Please write out all of the data below again, changing every "exterior ring" to "outer boundary" and keeping everything else the same. Omit the pictures.

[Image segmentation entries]
## start
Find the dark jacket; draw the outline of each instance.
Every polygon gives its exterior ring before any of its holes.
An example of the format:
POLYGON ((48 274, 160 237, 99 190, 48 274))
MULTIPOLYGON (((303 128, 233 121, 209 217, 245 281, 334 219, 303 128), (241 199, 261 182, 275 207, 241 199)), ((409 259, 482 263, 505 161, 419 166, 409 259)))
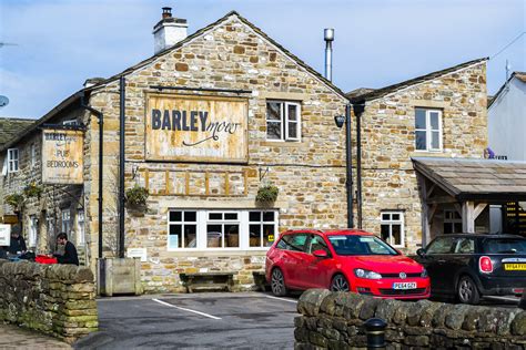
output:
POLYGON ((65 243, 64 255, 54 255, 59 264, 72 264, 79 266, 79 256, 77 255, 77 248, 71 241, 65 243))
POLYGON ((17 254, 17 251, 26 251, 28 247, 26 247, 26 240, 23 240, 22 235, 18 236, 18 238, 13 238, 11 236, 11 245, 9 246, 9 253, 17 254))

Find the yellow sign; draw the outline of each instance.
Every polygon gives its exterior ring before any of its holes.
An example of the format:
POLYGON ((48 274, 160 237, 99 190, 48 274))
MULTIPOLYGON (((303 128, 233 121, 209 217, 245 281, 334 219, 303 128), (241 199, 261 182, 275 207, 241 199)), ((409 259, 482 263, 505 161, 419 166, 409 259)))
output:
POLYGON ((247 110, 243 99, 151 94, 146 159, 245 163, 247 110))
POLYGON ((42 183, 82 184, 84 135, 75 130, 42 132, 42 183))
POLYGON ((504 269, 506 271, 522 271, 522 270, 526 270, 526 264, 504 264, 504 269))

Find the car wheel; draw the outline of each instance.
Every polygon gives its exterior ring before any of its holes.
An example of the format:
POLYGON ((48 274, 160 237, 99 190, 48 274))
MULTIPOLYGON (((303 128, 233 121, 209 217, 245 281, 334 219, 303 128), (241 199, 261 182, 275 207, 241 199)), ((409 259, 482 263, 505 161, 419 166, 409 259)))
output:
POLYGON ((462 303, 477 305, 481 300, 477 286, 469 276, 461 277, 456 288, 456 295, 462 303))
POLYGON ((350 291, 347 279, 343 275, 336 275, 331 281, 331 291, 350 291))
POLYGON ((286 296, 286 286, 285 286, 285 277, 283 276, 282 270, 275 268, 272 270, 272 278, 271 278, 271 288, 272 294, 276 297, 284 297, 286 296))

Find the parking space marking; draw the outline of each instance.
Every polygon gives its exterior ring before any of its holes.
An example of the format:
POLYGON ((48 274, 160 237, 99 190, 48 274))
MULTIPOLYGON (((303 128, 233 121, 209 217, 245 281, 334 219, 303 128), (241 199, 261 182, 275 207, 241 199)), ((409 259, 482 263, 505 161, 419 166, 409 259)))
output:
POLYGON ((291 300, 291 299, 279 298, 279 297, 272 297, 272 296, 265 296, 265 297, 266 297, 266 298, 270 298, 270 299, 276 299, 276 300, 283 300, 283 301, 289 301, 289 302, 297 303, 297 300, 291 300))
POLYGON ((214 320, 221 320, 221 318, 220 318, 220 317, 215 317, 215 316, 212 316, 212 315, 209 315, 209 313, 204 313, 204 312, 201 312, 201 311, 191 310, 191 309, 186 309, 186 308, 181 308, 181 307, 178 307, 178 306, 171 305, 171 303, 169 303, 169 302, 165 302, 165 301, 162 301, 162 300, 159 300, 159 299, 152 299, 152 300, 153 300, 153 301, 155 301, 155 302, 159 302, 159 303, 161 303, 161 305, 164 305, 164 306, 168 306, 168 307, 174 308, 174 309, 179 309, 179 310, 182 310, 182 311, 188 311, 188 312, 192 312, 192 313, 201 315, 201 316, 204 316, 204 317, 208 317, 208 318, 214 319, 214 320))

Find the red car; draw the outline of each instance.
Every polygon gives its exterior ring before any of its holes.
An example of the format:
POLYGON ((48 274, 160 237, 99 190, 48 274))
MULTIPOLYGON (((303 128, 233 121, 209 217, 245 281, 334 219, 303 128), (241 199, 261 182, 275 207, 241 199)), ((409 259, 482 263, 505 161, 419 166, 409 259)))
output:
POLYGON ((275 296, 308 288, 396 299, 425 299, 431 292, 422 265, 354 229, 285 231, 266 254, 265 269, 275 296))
## end
§ Problem solution
Find the dark jacket; draw the outline of each instance.
Every polygon gives its outer boundary before any of its holes.
An example of the format:
POLYGON ((48 274, 160 237, 99 190, 48 274))
MULTIPOLYGON (((303 128, 233 121, 209 217, 245 281, 334 219, 303 128), (241 199, 261 182, 275 207, 241 199)), ((409 259, 482 263, 505 161, 419 166, 409 259)))
output:
POLYGON ((65 243, 64 255, 54 255, 59 264, 72 264, 79 266, 79 256, 77 255, 77 248, 71 241, 65 243))
POLYGON ((17 254, 17 251, 26 251, 28 247, 26 247, 26 240, 23 240, 22 235, 18 236, 18 238, 13 238, 11 236, 11 245, 9 246, 9 253, 17 254))

Find the yellow sign; draw the outline of each instance.
Every polygon gives its outer boundary before any of its holes.
An example of the format:
POLYGON ((48 274, 160 237, 99 190, 48 274))
MULTIPOLYGON (((303 128, 233 121, 209 217, 245 281, 334 219, 303 128), (241 199, 261 182, 275 207, 241 199)), ((409 259, 482 263, 505 161, 419 166, 409 259)))
output:
POLYGON ((247 110, 243 99, 151 94, 146 159, 245 163, 247 110))
POLYGON ((42 183, 82 184, 84 135, 75 130, 42 132, 42 183))
POLYGON ((504 269, 506 271, 522 271, 522 270, 526 270, 526 264, 504 264, 504 269))

Find the car wheel; draw the outline of each instance.
Every polygon gives its outer boundary before any of its holes.
An example of the format:
POLYGON ((48 274, 160 237, 99 190, 48 274))
MULTIPOLYGON (((303 128, 233 121, 209 217, 245 281, 334 219, 303 128), (241 199, 261 182, 275 207, 241 199)), ((409 259, 482 263, 505 161, 419 166, 409 259)))
output:
POLYGON ((462 303, 477 305, 481 300, 477 286, 469 276, 461 277, 456 288, 456 295, 462 303))
POLYGON ((350 291, 347 279, 343 275, 336 275, 331 281, 331 291, 350 291))
POLYGON ((286 296, 286 286, 285 286, 285 277, 283 276, 282 270, 275 268, 272 270, 272 278, 271 278, 271 288, 272 294, 276 297, 284 297, 286 296))

Find the parking space marking; draw the outline of each instance.
Every polygon gives its outer boundary before any of its holes.
An example of the format:
POLYGON ((48 274, 160 237, 99 190, 48 274))
MULTIPOLYGON (((303 128, 233 121, 209 217, 245 281, 334 219, 303 128), (241 199, 261 182, 275 207, 241 199)), ((409 259, 482 263, 505 161, 419 166, 409 259)))
output:
POLYGON ((291 300, 291 299, 279 298, 279 297, 272 297, 272 296, 265 296, 265 297, 266 297, 266 298, 270 298, 270 299, 276 299, 276 300, 283 300, 283 301, 289 301, 289 302, 297 303, 297 300, 291 300))
POLYGON ((214 320, 221 320, 221 318, 220 318, 220 317, 215 317, 215 316, 212 316, 212 315, 209 315, 209 313, 204 313, 204 312, 201 312, 201 311, 191 310, 191 309, 186 309, 186 308, 181 308, 181 307, 178 307, 178 306, 171 305, 171 303, 169 303, 169 302, 165 302, 165 301, 162 301, 162 300, 159 300, 159 299, 152 299, 152 300, 153 300, 153 301, 155 301, 155 302, 159 302, 159 303, 161 303, 161 305, 164 305, 164 306, 168 306, 168 307, 174 308, 174 309, 179 309, 179 310, 182 310, 182 311, 188 311, 188 312, 192 312, 192 313, 201 315, 201 316, 204 316, 204 317, 208 317, 208 318, 214 319, 214 320))

Find the red car; draw the outline of each instance.
Every polygon gives its outer boundary before any of its holes.
An example of the format:
POLYGON ((48 274, 160 237, 99 190, 48 274))
MULTIPOLYGON (((303 128, 233 121, 209 217, 245 281, 334 219, 303 128), (241 199, 261 182, 275 207, 241 199)), ((409 259, 482 263, 505 161, 419 166, 409 259)))
output:
POLYGON ((275 296, 308 288, 396 299, 425 299, 431 292, 422 265, 354 229, 285 231, 266 254, 265 269, 275 296))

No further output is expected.